--- Excerpt provided Enclosed Below ---

Wednesday, February 21, 2024

The Next Platform Mocked Nvidia: "Even Nvidia Can’t Get Enough H100s For Its Supercomputer" (NVDA)

Re: today's earnings release, as the analysts say on the conference calls, "Great quarter, guys."

The two key takeaways: growth in data center (mainly AI chips) revenue from $3.62 billion in the fourth quarter of 2023 to the just-reported $18.4 billion for Q4, 2024.

Secondly: profit margins are approaching those of software publishers or designers like ARM (okay, that's hyperbole, software and ARM can tag 90%+) 76.0% in Q4 '24 vs. 63.3% in Q4 '23.

That combination of incredibly fast top-line growth and expanding margins resulted in this little line: 
"GAAP earnings per diluted share was $4.93, up 33% from the previous quarter and up 765% from a year ago."
"Great quarter, guys."

--- End of Enclosed Excerpt provided ---

Reproduce the post on Nvidia's earnings release word for word, in full. Work only from the text about Nvidia's quarterly earnings.

--- Supplied entries Enclosed Below ---

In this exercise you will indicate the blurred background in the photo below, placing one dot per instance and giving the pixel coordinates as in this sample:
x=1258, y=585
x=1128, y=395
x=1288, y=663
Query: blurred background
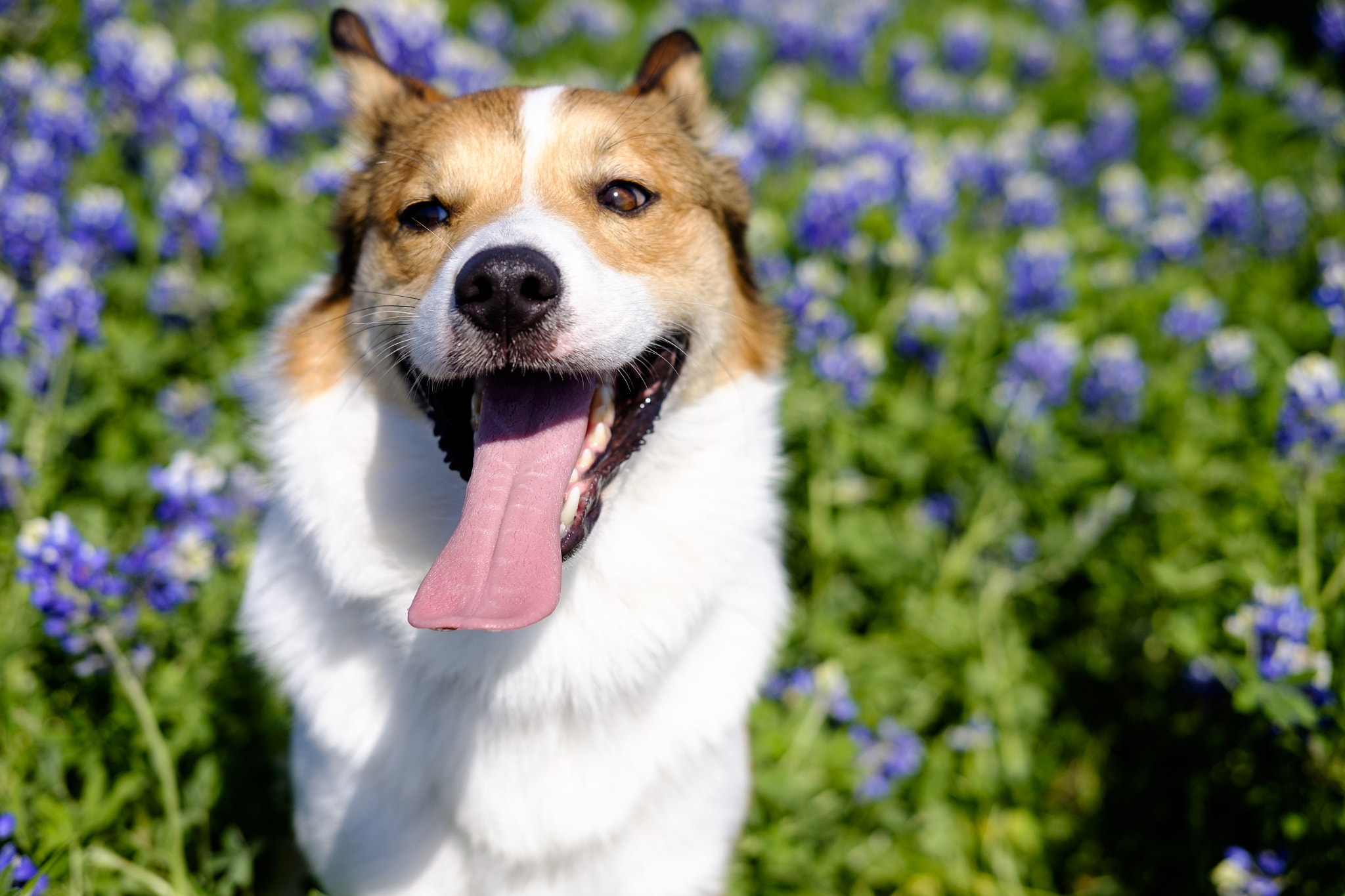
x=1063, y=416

--- End of Enclosed Supplied entries ---
--- Supplied entries Enclosed Below ---

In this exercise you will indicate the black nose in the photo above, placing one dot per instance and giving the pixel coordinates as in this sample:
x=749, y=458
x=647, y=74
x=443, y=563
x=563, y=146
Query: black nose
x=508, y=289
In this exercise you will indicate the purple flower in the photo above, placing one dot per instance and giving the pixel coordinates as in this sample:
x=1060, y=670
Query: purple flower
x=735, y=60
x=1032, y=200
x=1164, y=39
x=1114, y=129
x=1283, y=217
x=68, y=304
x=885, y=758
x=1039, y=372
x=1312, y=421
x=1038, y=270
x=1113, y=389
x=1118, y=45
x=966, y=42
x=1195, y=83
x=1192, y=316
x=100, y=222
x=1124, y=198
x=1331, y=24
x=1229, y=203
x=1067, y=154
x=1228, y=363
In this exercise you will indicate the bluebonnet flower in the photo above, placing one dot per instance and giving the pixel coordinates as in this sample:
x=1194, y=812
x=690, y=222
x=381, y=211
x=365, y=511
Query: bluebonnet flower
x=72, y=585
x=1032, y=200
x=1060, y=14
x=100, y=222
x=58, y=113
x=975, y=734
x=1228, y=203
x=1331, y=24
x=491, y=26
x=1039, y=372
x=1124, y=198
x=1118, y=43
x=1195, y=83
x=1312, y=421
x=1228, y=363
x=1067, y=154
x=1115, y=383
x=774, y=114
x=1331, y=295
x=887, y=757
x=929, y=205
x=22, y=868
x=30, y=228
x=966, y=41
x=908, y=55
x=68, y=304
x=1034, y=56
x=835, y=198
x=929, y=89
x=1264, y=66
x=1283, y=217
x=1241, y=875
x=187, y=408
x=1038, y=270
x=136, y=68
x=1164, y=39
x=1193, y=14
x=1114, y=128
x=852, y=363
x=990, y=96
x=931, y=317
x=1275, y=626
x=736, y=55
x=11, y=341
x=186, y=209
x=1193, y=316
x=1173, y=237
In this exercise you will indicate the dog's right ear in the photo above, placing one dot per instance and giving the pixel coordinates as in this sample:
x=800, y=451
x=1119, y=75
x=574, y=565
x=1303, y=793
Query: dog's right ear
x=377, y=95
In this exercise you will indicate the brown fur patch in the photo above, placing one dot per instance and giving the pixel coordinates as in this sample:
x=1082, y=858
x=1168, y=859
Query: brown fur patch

--- End of Enclosed Supplied entries ---
--- Supplied entries Enclosed Below ---

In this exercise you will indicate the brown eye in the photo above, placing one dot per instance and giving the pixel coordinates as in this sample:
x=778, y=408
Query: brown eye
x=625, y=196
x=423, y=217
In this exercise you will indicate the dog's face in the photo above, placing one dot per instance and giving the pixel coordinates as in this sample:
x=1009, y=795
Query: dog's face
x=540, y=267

--- End of Enclosed Supplied entries ---

Completed exercise:
Wednesday, February 21, 2024

The Next Platform Mocked Nvidia: "Even Nvidia Can’t Get Enough H100s For Its Supercomputer" (NVDA)

Re: today's earnings release, as the analysts say on the conference calls, "Great quarter, guys."

The two key takeaways: growth in data center (mainly AI chips) revenue from $3.62 billion in the fourth quarter of 2023 to the just-reported $18.4 billion for Q4, 2024.

Secondly: profit margins are approaching those of software publishers or designers like ARM (okay, that's hyperbole, software and ARM can tag 90%+) 76.0% in Q4 '24 vs. 63.3% in Q4 '23.

That combination of incredibly fast top-line growth and expanding margins resulted in this little line: 
"GAAP earnings per diluted share was $4.93, up 33% from the previous quarter and up 765% from a year ago."
"Great quarter, guys."